■ **ページ抜粋**:
+ + + + +

昭和期に活躍していた東京の路面電車、"都電"
かつては銀座や渋谷等、都内くまなく路線網があり、庶民の足として親しまれましたが、他都市と同様、戦後の車社会進展によって道路から追い出されるような形で、次々と廃止されていきました。
しかし現在も、1路線のみ元気に走り続けています
ご存じ、都電荒川線(※愛称:東京さくらトラム)です
当別荘でまだ未登場だったので、今作でやってみます。
昨年、宇都宮で開業したLRTの作をupしましたが、再び路面電車が見直されている昨今、都電荒川線の存在も再度注目を集めつつあります
都内では昔から有名な"名物路線"ですが、Wo流にみていきます。昨秋、荒川車庫の公開イベント時の様子をご覧頂くのと、沿線最大の名所・飛鳥山公園にも行ってきました。ではスタートします
日暮里・舎人ライナーと都電荒川線が接続する、↑熊野前電停から始めます
舎人ライナーを降りて地上へ出るとすぐ、都電が元気に走っている姿を目の当たりに出来ます
早速、熊野前電停から都電に乗ります^
都交最古⇔最新の交通方式を直に乗換できる唯一の駅です
都電荒川線は、三ノ輪橋~早稲田間・約12km、大半が専用軌道になっています。この事が、都電で唯一存続出来た最大の理由です
荒川線は1930(昭和5)年全通、当初私鉄(※王子電気軌道)によって開業しましたが、先の大戦中に戦時統合により都営となりました。(※都電の沿革は、後程行く荒川車庫のところで)
2017年に『東京さくらトラム』という愛称も付けられましたが、そう呼ぶ人はあまり無いみたいで、今も"荒川線"や"都電"と呼ばれ、親しまれています
前述の通り、↑基本専用軌道なので、駅間は快適に走っていきます
車内は↑車種によって一部クロスになっている席もあり、鉄ちゃん大喜びなつくり^
ここで再度、↑路線図で概要をみておきます
都心の北側を、帽子を被せるように延びています
東の三ノ輪橋(※荒川区)から西の早稲田(※新宿区)まで、計30ヵ所の電停があります
そのうち他線と接続するのは、先程乗った熊野前(※舎人ライナー)のほか、↓の各駅です。

+ + + + +

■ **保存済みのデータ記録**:

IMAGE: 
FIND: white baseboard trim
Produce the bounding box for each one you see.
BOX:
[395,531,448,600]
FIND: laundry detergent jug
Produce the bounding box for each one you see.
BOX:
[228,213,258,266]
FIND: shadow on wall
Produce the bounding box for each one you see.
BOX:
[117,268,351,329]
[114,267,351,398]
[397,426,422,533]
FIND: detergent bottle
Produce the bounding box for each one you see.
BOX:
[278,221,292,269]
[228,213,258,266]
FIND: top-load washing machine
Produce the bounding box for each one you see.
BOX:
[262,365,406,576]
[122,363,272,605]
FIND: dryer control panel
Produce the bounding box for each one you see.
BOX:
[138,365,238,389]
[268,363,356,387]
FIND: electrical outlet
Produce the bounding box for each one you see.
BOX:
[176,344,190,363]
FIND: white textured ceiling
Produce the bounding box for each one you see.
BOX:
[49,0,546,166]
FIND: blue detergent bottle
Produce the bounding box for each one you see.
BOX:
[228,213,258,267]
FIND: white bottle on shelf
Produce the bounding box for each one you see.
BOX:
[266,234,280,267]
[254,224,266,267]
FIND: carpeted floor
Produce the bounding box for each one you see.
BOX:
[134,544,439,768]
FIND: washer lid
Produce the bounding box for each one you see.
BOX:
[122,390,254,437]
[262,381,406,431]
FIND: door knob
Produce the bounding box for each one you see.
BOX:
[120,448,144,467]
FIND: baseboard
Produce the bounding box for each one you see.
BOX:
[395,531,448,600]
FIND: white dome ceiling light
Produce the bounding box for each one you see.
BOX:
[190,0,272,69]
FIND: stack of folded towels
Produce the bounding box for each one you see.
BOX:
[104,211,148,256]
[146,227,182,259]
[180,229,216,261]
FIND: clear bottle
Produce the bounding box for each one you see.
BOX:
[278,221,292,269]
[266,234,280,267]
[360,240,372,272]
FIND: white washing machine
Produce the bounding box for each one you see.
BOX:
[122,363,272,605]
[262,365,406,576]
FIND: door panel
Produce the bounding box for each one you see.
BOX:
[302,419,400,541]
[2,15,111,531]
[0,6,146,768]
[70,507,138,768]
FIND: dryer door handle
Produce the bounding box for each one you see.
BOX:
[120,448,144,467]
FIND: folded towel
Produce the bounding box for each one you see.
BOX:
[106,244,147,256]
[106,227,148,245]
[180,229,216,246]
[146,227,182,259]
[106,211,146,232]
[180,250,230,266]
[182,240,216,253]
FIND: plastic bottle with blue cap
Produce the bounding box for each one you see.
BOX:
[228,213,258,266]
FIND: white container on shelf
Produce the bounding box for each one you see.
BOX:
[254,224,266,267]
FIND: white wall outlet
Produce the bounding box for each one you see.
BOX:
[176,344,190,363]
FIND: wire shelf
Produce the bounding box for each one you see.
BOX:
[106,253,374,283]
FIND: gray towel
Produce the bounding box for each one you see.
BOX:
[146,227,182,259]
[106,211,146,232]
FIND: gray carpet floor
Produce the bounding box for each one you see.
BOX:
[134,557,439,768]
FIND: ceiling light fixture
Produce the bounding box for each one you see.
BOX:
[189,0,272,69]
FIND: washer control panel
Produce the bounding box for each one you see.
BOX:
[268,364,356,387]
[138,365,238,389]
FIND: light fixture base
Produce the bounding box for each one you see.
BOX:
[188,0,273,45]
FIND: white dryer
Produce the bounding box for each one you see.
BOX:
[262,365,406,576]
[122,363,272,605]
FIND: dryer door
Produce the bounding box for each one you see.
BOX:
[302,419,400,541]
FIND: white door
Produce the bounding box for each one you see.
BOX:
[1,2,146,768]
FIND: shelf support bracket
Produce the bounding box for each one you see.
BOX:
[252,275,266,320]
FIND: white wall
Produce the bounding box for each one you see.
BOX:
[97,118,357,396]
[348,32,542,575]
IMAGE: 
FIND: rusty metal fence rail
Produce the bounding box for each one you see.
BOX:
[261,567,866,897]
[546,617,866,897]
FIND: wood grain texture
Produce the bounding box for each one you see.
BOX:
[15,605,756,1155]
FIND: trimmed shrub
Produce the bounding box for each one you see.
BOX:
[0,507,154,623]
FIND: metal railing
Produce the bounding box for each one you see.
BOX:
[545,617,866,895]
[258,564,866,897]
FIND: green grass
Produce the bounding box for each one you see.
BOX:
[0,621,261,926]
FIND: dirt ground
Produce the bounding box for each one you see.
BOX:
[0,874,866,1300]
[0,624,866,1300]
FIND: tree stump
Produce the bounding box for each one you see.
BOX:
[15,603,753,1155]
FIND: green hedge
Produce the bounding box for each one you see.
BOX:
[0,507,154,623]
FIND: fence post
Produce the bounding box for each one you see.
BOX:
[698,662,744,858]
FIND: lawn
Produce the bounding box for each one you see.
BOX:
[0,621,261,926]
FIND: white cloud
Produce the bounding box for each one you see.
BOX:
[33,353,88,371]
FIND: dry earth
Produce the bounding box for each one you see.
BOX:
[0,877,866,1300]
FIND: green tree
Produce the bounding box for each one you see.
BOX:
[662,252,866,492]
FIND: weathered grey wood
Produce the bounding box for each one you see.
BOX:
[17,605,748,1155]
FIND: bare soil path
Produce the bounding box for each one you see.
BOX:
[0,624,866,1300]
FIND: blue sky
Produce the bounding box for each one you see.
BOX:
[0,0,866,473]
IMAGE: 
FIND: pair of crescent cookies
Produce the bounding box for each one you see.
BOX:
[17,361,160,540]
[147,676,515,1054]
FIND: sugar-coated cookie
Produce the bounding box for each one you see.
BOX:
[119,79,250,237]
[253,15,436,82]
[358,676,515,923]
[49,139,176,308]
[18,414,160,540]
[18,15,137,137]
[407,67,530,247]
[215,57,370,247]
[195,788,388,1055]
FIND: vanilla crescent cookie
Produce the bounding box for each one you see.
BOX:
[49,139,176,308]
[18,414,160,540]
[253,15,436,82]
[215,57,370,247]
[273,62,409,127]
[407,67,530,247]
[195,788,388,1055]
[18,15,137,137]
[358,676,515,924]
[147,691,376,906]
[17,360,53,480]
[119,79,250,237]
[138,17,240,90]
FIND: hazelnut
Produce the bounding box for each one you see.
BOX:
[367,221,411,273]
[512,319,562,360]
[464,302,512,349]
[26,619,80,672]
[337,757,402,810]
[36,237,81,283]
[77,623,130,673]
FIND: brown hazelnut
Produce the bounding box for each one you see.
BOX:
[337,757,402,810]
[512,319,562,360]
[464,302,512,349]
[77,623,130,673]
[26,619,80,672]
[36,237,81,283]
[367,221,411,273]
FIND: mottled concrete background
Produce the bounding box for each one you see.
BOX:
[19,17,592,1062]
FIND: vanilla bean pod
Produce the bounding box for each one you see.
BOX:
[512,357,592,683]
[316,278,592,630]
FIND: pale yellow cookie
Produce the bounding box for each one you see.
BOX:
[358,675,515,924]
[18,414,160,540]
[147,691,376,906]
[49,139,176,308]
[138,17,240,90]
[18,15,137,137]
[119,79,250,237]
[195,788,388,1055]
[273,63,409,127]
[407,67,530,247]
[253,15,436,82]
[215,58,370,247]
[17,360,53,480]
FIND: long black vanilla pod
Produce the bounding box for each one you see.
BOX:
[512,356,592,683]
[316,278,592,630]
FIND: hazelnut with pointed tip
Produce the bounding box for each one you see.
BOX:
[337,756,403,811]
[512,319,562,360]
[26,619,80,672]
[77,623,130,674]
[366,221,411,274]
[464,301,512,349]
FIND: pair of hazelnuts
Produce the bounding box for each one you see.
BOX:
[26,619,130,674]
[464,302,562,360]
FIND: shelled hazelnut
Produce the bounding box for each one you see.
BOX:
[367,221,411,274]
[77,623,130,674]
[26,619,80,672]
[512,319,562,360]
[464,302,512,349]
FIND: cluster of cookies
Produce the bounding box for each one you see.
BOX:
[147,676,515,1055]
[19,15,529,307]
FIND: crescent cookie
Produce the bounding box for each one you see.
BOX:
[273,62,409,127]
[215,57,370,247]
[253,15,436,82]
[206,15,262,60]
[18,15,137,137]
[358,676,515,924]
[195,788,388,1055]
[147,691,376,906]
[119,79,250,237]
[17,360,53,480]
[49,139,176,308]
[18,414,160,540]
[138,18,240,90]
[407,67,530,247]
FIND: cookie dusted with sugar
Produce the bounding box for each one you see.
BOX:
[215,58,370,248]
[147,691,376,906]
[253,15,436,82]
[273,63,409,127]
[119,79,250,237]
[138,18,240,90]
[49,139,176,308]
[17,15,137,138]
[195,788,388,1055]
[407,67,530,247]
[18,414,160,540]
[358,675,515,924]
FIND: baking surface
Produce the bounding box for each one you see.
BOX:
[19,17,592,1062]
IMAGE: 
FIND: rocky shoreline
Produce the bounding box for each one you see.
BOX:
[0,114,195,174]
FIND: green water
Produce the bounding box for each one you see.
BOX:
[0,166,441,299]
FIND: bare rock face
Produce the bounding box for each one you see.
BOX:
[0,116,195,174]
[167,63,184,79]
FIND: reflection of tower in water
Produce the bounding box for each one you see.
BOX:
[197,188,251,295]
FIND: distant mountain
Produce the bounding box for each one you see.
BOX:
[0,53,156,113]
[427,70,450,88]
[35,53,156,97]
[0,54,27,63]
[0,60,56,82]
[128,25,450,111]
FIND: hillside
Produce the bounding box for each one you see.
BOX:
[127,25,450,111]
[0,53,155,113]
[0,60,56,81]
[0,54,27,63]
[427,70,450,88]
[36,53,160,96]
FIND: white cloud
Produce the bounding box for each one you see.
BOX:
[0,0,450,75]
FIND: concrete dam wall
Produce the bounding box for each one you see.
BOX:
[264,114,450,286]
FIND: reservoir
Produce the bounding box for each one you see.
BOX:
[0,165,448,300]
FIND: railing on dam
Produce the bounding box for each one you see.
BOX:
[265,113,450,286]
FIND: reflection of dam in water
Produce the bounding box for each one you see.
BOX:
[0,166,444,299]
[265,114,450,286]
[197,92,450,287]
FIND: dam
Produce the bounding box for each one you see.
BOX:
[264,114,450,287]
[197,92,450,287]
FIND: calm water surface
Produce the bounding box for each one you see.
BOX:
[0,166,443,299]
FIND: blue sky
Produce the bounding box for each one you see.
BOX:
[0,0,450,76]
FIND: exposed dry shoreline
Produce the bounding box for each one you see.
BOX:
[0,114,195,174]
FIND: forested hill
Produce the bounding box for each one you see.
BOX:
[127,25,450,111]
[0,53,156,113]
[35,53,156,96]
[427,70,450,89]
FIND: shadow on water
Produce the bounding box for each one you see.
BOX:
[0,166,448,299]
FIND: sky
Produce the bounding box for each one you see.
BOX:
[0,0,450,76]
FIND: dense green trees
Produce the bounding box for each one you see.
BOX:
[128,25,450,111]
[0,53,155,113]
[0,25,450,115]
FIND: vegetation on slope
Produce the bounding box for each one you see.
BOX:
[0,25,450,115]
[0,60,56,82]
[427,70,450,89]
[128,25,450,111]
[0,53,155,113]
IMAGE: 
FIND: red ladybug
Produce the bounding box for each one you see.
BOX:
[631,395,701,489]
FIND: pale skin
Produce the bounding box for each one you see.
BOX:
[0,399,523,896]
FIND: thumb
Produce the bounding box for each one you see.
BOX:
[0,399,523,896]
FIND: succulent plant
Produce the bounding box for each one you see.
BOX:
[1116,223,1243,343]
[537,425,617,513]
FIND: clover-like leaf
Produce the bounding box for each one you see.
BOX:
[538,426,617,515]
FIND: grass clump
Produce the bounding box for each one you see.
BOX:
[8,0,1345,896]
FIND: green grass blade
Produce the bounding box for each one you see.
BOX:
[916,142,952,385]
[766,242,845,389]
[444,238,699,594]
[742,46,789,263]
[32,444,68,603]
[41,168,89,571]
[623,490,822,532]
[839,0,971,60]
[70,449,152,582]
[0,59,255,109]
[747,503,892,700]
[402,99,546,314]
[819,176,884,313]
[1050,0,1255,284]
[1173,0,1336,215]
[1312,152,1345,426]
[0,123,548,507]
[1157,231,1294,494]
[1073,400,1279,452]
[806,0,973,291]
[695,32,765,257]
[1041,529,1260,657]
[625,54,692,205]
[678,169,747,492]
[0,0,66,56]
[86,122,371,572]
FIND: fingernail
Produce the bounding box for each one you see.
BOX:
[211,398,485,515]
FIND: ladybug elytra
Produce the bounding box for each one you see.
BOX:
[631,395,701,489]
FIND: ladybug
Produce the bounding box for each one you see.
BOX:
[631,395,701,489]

+ + + + +

■ **次の課題**:
1. 記録のうち、「FIND: pale yellow cookie」を含む行から「[19,15,529,307]」を含む行までを、両端の行も含めてそのまま書き写してください。
2. 都電荒川線についての文章を、最後に示された文の後から続けて書いてください。
本文と記録は互いに独立しており、関係はありません。

■ **課題の回答**:
1.
FIND: pale yellow cookie
Produce the bounding box for each one you see.
BOX:
[358,675,515,924]
[18,414,160,540]
[147,691,376,906]
[49,139,176,308]
[138,17,240,90]
[18,15,137,137]
[119,79,250,237]
[195,788,388,1055]
[273,63,409,127]
[407,67,530,247]
[253,15,436,82]
[215,58,370,247]
[17,360,53,480]
FIND: long black vanilla pod
Produce the bounding box for each one you see.
BOX:
[512,356,592,683]
[316,278,592,630]
FIND: hazelnut with pointed tip
Produce the bounding box for each one you see.
BOX:
[337,756,403,811]
[512,319,562,360]
[26,619,80,672]
[77,623,130,674]
[366,221,411,274]
[464,301,512,349]
FIND: pair of hazelnuts
Produce the bounding box for each one you see.
BOX:
[26,619,130,674]
[464,302,562,360]
FIND: shelled hazelnut
Produce the bounding box for each one you see.
BOX:
[367,221,411,274]
[77,623,130,674]
[26,619,80,672]
[512,319,562,360]
[464,302,512,349]
FIND: cluster of cookies
Produce the bounding box for each one you see.
BOX:
[147,676,515,1055]
[19,15,529,307]

2.
▽三ノ輪橋(※日比谷線)
▽町屋(※千代田線)
▽王子駅前(※京浜東北線/南北線)
▽新庚申塚(※三田線)
▽大塚駅前(※山手線)
▽東池袋四丁目(※有楽町線)
▽鬼子母神前(※副都心線)
・と、かなり多くの路線と乗継出来ますが、特に王子駅が主要な結節点となっています。又、東池袋四丁目電停から、池袋駅へ徒歩圏です
今乗っている熊野前→三ノ輪橋間で一番賑やかなのは、↑メトロ乗換の町屋電停付近
東の終点・三ノ輪橋到着。
同電停は降車/乗車ホームが別になっています。
終点少し手前の降車ホームで乗客を降ろし、↑その後終端部の乗車ホームへ
小じんまりとした、1線だけの起終点です。
都電終端部から、↑短いレトロな商店街が延びます。少し薄暗いのが又いい雰囲気を出しています^
商店街を抜けると、↑日光街道に出ます。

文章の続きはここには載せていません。